[start]

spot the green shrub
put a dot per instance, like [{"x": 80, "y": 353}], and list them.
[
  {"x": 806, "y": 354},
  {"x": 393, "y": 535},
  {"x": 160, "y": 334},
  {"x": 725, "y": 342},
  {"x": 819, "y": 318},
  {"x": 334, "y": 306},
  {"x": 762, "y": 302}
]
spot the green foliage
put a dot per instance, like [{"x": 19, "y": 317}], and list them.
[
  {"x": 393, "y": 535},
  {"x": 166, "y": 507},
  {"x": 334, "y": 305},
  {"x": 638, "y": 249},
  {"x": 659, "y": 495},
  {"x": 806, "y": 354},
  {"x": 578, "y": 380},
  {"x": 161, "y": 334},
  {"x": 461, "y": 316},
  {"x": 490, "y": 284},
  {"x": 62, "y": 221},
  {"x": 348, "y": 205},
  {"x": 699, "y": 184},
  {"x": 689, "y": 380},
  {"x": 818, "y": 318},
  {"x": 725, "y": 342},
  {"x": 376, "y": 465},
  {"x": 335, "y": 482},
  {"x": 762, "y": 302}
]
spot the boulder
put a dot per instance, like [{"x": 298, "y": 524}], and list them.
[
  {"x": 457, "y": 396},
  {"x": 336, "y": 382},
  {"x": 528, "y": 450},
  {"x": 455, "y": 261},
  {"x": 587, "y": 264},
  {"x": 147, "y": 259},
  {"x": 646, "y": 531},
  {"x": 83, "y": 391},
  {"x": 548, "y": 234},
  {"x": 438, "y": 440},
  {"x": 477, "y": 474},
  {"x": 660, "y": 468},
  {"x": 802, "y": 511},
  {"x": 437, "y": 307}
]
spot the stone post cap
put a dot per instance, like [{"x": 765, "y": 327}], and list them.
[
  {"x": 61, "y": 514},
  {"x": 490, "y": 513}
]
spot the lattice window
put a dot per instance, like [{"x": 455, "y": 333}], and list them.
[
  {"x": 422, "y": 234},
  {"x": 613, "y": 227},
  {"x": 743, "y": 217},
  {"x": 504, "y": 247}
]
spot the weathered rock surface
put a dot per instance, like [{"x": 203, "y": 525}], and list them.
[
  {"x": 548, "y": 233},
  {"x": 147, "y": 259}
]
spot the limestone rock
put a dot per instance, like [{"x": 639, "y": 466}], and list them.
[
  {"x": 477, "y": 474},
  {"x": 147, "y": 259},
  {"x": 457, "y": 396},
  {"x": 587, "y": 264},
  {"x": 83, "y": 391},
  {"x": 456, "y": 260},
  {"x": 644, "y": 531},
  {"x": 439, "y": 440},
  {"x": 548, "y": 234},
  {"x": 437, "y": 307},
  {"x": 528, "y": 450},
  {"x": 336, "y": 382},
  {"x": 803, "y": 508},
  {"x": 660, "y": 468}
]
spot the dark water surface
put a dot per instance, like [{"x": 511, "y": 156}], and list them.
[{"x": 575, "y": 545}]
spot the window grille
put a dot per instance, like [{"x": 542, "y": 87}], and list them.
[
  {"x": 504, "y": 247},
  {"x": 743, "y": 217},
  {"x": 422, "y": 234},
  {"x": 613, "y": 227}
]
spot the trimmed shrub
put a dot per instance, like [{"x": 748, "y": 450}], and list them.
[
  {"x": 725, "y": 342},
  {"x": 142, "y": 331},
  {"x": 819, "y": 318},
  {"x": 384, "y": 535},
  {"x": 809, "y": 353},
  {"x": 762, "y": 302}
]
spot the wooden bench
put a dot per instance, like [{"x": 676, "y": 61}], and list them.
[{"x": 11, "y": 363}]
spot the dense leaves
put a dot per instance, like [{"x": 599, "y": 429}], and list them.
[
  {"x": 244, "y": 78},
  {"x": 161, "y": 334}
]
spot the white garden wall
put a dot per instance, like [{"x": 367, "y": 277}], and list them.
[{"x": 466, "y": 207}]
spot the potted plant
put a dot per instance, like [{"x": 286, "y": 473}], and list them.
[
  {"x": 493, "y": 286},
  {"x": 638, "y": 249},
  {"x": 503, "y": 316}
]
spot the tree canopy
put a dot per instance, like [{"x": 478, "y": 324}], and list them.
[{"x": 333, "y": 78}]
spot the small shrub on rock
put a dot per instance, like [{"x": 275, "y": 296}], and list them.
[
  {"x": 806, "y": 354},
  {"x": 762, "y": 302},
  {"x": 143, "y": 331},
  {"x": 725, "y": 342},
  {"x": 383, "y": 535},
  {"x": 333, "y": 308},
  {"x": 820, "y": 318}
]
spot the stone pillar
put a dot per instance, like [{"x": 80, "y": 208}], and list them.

[end]

Job: Restate the data above word for word.

Result of this exercise:
spot the green shrub
put a dot per instance, like [{"x": 80, "y": 353}], and list them.
[
  {"x": 806, "y": 354},
  {"x": 393, "y": 535},
  {"x": 160, "y": 334},
  {"x": 725, "y": 342},
  {"x": 819, "y": 318},
  {"x": 334, "y": 306},
  {"x": 762, "y": 302}
]
spot the green foliage
put a dot per instance, like [{"x": 19, "y": 317}], and list them.
[
  {"x": 393, "y": 535},
  {"x": 166, "y": 507},
  {"x": 334, "y": 305},
  {"x": 638, "y": 249},
  {"x": 659, "y": 495},
  {"x": 806, "y": 354},
  {"x": 578, "y": 380},
  {"x": 161, "y": 334},
  {"x": 461, "y": 316},
  {"x": 490, "y": 284},
  {"x": 62, "y": 221},
  {"x": 348, "y": 205},
  {"x": 699, "y": 184},
  {"x": 689, "y": 380},
  {"x": 818, "y": 318},
  {"x": 725, "y": 342},
  {"x": 376, "y": 465},
  {"x": 335, "y": 482},
  {"x": 762, "y": 302}
]
spot the boulder
put a dot per instance, like [{"x": 298, "y": 524}], and list them.
[
  {"x": 457, "y": 396},
  {"x": 336, "y": 382},
  {"x": 528, "y": 450},
  {"x": 455, "y": 261},
  {"x": 587, "y": 264},
  {"x": 147, "y": 259},
  {"x": 646, "y": 531},
  {"x": 83, "y": 391},
  {"x": 548, "y": 234},
  {"x": 438, "y": 440},
  {"x": 477, "y": 474},
  {"x": 660, "y": 468},
  {"x": 802, "y": 511},
  {"x": 437, "y": 307}
]
spot the stone post cap
put a dot per instance, like [{"x": 765, "y": 327}], and list them.
[
  {"x": 61, "y": 514},
  {"x": 490, "y": 513}
]
spot the lattice window
put a dot per instance, like [{"x": 455, "y": 333}], and list them.
[
  {"x": 422, "y": 234},
  {"x": 613, "y": 227},
  {"x": 743, "y": 217},
  {"x": 504, "y": 247}
]
spot the weathered rock surface
put a dot per instance, like [{"x": 203, "y": 525}], and list them.
[
  {"x": 548, "y": 233},
  {"x": 147, "y": 259}
]
spot the limestone rock
put a dot per instance, like [{"x": 639, "y": 466}], and list them.
[
  {"x": 477, "y": 474},
  {"x": 147, "y": 259},
  {"x": 457, "y": 396},
  {"x": 587, "y": 264},
  {"x": 83, "y": 391},
  {"x": 456, "y": 260},
  {"x": 644, "y": 531},
  {"x": 439, "y": 440},
  {"x": 548, "y": 234},
  {"x": 437, "y": 307},
  {"x": 528, "y": 450},
  {"x": 336, "y": 382},
  {"x": 803, "y": 508},
  {"x": 660, "y": 468}
]
spot the dark water surface
put a dot per instance, like [{"x": 511, "y": 156}], and list them.
[{"x": 575, "y": 545}]
spot the window grille
put a dot per instance, like [{"x": 542, "y": 87}], and list them.
[
  {"x": 504, "y": 247},
  {"x": 743, "y": 217},
  {"x": 422, "y": 234},
  {"x": 613, "y": 227}
]
spot the trimmed shrub
put a dot per instance, like [{"x": 748, "y": 450}], and list them.
[
  {"x": 725, "y": 342},
  {"x": 142, "y": 331},
  {"x": 819, "y": 318},
  {"x": 384, "y": 535},
  {"x": 809, "y": 353},
  {"x": 762, "y": 302}
]
spot the wooden bench
put a dot per instance, like [{"x": 676, "y": 61}], and list them.
[{"x": 11, "y": 363}]
spot the dense leaves
put a dot per instance, like [{"x": 599, "y": 429}], and list them.
[
  {"x": 244, "y": 78},
  {"x": 161, "y": 334}
]
spot the white garden wall
put a dot per instance, like [{"x": 367, "y": 277}], and list them.
[{"x": 466, "y": 207}]
spot the potted plant
put a dot per instance, like [{"x": 286, "y": 473}], and list them.
[
  {"x": 493, "y": 286},
  {"x": 638, "y": 249},
  {"x": 503, "y": 316}
]
spot the tree canopy
put a dot per instance, like [{"x": 478, "y": 324}], and list them.
[{"x": 333, "y": 78}]
spot the small shrub on rock
put a dot per instance, like [{"x": 275, "y": 296}], and list them.
[
  {"x": 806, "y": 354},
  {"x": 762, "y": 302},
  {"x": 143, "y": 331},
  {"x": 725, "y": 342},
  {"x": 383, "y": 535},
  {"x": 333, "y": 308},
  {"x": 820, "y": 318}
]
spot the stone pillar
put a dot per instance, like [{"x": 80, "y": 208}], and list them.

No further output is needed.